* Passage:

Having a baby brings so many changes. Unfortunately, one of them is usually less money at the end of the month. Maternity and parental benefits only go so far, and if you decide to scale back or even give up your job after baby, you may be looking at a lower family income for several years. Of course, you’ll also be facing a laundry list of new expenses.
But there’s no need to panic, says Vancouver financial author Lori Bamber. She encourages parents not to worry if they can’t afford to max out their RRSPs or haven’t started saving for university. “Any financial decisions we make that contribute to a healthy emotional state are the best ones for our children.”
So where do you start? We took some of the most common questions new parents have and put them to a trio of financial experts. While no formula works for everyone, their answers should help you sort out what’s right for your family.
Should I save for my retirement or pay my mortgage down faster?
Buying a home usually comes close on the heels of a baby. It’s easy to get approved for a big mortgage these days, and new homeowners often want to concentrate on paying it down as quickly as possible. “Once we’re mortgage-free,” they think, “then we can start putting more into our retirement savings.”
Financial advisers, however, tend to discourage that idea. “Retirement savings should be your number-one priority, even before paying down your mortgage or saving for a child’s education,” says Tim Cestnick, a Toronto tax expert, financial planner and author. “When you’re dealing with limited dollars, it’s more important to get that money into your RRSP.” With people now living for 20 years or more after retirement, you’ll need to sock away a lot of money, especially if you don’t have a pension to look forward to. If you wait until your house is paid off before you start contributing, you may not give yourself enough time.
There’s also the tax refund that comes with an RRSP contribution. “That cash in your pocket allows you to meet other priorities,” Cestnick says. For example, if you’re taxed at 25 percent, a contribution of $2,000 will net you a $500 refund, which you can then put toward your mortgage or some other debt.
If you can’t scrape together a contribution now, however, don’t fret, since you can carry forward your annual contribution limit. “The couple of years after having a child are often the lowest income years,” Bamber points out, “so the tax savings will not be that high anyway.”
What if I have other debts?
Student loans, a new minivan, credit cards — there are all kinds of reasons expectant parents may find themselves in the red. And debt can mean anxiety at a time when you don’t need it.
“For a parent who’s facing late nights and the demands of a new baby, that additional burden can be debilitating,” says Bamber. “I really encourage people, if they have any kind of debt load, to put all of their financial resources toward it, even to the point of sacrificing lifestyle to some degree.” Bamber is not recommending living on bread and water, but she suggests that now might be the time to get rid of the second car—or to at least forgo the Olympic-sized stroller and designer nursery furniture until the credit cards are paid off.
Cestnick encourages parents to distinguish between good and bad debt. The former carries a lower interest rate and is used to acquire something that will increase in value. This would include not only your mortgage, but your student loans, since an education usually translates to higher future income. Bad debt carries a higher rate and is used for personal consumption — credit cards are the worst culprits, since they can carry interest rates of 18 percent or more. It’s these bad debts you should concentrate on first.
How much should I save for my child’s education?

* Given information:
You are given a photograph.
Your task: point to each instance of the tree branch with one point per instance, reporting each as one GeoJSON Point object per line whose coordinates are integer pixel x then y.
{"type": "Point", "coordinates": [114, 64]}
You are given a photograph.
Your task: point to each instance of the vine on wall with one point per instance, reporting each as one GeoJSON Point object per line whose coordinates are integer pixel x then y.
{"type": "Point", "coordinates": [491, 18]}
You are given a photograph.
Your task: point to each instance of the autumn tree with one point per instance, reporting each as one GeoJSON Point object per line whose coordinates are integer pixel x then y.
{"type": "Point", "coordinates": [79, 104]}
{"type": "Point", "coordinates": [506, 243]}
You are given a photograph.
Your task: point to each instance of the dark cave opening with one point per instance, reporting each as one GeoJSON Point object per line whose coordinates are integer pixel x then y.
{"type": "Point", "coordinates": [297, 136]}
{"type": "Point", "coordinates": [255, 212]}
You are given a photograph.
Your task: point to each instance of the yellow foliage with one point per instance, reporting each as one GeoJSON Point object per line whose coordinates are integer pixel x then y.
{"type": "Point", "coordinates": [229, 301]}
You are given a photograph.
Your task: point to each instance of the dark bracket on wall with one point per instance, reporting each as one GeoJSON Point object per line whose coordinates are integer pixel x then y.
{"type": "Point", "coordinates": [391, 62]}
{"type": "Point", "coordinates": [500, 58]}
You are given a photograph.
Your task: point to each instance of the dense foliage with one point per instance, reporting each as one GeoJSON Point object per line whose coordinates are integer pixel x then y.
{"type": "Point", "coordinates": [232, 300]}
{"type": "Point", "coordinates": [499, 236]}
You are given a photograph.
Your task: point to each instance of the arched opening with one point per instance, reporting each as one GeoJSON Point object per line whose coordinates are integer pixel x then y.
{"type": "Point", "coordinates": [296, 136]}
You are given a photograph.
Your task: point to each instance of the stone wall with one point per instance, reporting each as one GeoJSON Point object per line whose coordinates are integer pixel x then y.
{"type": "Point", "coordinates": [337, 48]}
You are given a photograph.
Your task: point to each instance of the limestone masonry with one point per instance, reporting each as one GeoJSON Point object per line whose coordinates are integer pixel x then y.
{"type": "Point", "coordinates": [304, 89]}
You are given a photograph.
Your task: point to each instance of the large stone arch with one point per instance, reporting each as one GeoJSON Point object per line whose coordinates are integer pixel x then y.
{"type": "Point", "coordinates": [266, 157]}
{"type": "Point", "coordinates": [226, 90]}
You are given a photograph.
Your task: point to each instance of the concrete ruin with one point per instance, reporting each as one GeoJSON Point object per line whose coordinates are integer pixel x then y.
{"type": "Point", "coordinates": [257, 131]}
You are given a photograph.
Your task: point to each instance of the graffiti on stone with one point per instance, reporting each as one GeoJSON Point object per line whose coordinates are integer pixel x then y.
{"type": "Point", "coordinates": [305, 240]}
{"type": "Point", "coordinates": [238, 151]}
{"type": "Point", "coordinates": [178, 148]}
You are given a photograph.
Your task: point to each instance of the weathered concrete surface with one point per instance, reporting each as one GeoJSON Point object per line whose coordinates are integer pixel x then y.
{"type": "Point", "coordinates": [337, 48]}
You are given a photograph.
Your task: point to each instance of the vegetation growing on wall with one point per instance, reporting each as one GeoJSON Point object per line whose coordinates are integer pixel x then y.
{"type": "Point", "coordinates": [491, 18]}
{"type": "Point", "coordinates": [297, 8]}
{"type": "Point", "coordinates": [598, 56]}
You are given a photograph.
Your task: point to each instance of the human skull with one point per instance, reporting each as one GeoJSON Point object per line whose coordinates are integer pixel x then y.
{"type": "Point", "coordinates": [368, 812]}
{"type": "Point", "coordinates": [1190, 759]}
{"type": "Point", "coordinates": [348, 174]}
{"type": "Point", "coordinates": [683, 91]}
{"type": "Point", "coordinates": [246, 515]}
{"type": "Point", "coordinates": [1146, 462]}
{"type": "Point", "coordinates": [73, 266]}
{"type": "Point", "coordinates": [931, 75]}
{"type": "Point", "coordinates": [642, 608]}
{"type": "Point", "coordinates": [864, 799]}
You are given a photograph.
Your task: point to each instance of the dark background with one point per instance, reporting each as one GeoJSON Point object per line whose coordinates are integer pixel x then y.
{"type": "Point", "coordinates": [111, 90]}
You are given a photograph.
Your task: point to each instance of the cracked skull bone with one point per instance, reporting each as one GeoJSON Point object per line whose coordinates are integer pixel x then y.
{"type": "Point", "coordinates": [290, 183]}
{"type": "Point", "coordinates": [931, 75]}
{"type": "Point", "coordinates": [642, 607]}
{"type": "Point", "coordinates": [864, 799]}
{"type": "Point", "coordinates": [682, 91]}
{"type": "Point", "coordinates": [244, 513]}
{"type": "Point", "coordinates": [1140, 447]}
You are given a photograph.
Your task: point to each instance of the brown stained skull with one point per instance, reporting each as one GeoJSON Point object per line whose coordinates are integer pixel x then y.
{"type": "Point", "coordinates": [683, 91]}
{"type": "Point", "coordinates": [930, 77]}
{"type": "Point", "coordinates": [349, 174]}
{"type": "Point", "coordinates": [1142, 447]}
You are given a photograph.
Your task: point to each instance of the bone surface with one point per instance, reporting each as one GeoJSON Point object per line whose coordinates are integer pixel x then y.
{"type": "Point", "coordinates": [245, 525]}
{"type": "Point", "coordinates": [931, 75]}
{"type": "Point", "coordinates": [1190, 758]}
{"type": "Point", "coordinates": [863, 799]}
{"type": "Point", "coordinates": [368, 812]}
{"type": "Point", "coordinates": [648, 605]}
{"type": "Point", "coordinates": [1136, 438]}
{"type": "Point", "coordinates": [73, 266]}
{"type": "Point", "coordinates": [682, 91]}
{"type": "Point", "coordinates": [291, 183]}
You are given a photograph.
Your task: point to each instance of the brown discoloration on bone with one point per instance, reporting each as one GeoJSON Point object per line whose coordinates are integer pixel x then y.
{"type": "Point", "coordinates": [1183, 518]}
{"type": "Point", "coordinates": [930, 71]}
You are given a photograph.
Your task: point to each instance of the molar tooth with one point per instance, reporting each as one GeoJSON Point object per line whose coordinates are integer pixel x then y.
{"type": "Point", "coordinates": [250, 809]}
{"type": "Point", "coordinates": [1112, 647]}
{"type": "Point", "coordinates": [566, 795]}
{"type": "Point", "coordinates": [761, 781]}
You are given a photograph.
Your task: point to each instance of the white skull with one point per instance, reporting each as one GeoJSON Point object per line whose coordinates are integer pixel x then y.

* Given problem A: Translate this sentence from the article on money after having a baby into Spanish: "And debt can mean anxiety at a time when you don’t need it."
* Given problem B: Continue the article on money after having a baby from the point where it stops.

* Exercise response A: Y las deudas pueden significar ansiedad en un momento en que no la necesitas.

* Exercise response B:
Those ads for education savings plans are enough to make you feel like university is as out of reach as a Porsche 911 Turbo. One company peddling the plans estimates it will cost $135,000 for four years if your child lives away from home.
Before you despair, you should know that those estimates include costs you’d incur even if your kids weren’t away at school, such as meals, and things they should probably be paying for themselves, including entertainment. Yet the ads are effective, says Bamber. “I hear from a lot of new parents who are receiving calls from scholarship trusts who imply that if they don’t start saving now, something dire is going to happen. It’s just not true.”
That said, starting a registered education savings plan (RESP) is an excellent idea, even if you’re just kicking in a bit of Christmas or birthday money. “To my mind, an RESP should be the cornerstone of any education savings plan,” says Cestnick. There are other investment options, but only an RESP allows you to collect the Canada Education Savings Grant, the government’s 20 percent top-up on the first $2,000 you contribute each year. In addition, the money in an RESP grows tax-free, and the withdrawals are taxed in your child’s name. Since she’ll be in school and able to deduct her tuition, chances are good that the taxman won’t get any of it.
There are two main types of RESP: scholarship trusts and self-directed plans. The former are offered by companies such as Canadian Scholarship Trust Plan and USC Family Education Savings Plans. You subscribe by purchasing a number of units (a bit like a mutual fund) and making fixed monthly payments until your child enrols in a post-secondary program. At that time, your principal is returned, and then you receive “scholarship” payments at the beginning of each academic year. Self-directed RESPs, on the other hand, are offered by banks and investment firms and allow you to choose the holdings you want (stocks, bonds, GICs, mutual funds), according to your own schedule. There are some advantages to scholarship trusts (they’re low maintenance and they stick to safe investments), but they have higher fees and far less flexibility. They have also been sharply criticized for their high-pressure marketing tactics, which can deceive parents with little investment savvy. Most financial experts, including both Cestnick and Bamber, recommend self-directed RESPs.
One other note: Jack Courtney, director of tax and estate planning for Investors Group in Winnipeg, says that if grandparents want to help with the new baby, an RESP is a meaningful long-term gift. However, the grandparents should remember to deal with it in their will. “In fact, the best thing for grandma and grandpa to do is probably give the money to the parents and have them put it into the RESP. Then it’s less likely to be an issue.
Do I need a rainy-day fund?
Financial gurus often suggest saving several months’ salary to get you by in case of an emergency. It’s prudent advice — but how many young families can actually afford that?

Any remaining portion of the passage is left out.